### About this exercise
List every line in this data where the string "tree" occurs.
[[ Given entries open ]]
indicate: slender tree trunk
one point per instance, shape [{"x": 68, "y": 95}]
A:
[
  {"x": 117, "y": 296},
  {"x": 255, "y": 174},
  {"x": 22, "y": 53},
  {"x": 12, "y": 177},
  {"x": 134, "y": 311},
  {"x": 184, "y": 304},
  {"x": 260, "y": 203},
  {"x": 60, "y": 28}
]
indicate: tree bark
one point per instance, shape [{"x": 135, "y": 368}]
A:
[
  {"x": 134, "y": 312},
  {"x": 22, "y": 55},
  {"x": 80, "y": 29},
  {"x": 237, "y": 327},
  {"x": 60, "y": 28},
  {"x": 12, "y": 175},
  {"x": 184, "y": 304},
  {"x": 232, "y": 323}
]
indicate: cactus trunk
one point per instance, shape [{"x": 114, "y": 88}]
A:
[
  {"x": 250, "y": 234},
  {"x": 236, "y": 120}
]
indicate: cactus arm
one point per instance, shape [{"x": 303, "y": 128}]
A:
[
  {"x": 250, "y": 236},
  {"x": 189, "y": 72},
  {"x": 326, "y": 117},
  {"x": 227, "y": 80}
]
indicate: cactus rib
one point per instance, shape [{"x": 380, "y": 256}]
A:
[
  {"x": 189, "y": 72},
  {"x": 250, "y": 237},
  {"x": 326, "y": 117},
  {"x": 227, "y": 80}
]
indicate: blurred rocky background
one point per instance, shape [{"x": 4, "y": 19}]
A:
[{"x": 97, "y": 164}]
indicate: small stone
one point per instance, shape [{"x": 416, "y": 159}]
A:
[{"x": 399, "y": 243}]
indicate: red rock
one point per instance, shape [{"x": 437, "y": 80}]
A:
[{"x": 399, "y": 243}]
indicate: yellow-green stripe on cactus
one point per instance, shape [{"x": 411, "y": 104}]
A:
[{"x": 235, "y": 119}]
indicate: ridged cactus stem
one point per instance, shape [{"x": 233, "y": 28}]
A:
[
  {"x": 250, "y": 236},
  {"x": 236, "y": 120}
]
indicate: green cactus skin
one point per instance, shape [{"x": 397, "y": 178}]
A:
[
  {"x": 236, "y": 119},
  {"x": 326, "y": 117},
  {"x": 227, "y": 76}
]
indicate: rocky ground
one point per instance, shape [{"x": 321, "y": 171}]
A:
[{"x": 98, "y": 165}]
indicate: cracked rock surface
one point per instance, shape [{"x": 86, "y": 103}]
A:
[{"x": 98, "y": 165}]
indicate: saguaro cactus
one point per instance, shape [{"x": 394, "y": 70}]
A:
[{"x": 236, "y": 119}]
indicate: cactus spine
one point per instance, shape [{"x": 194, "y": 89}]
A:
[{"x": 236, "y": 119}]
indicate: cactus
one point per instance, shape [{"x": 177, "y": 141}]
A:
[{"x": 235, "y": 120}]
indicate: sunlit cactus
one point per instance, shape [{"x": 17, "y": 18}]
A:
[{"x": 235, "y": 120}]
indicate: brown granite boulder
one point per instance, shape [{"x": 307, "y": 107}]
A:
[[ Given entries closed ]]
### Output
indicate: slender tree trunk
indicate: tree bark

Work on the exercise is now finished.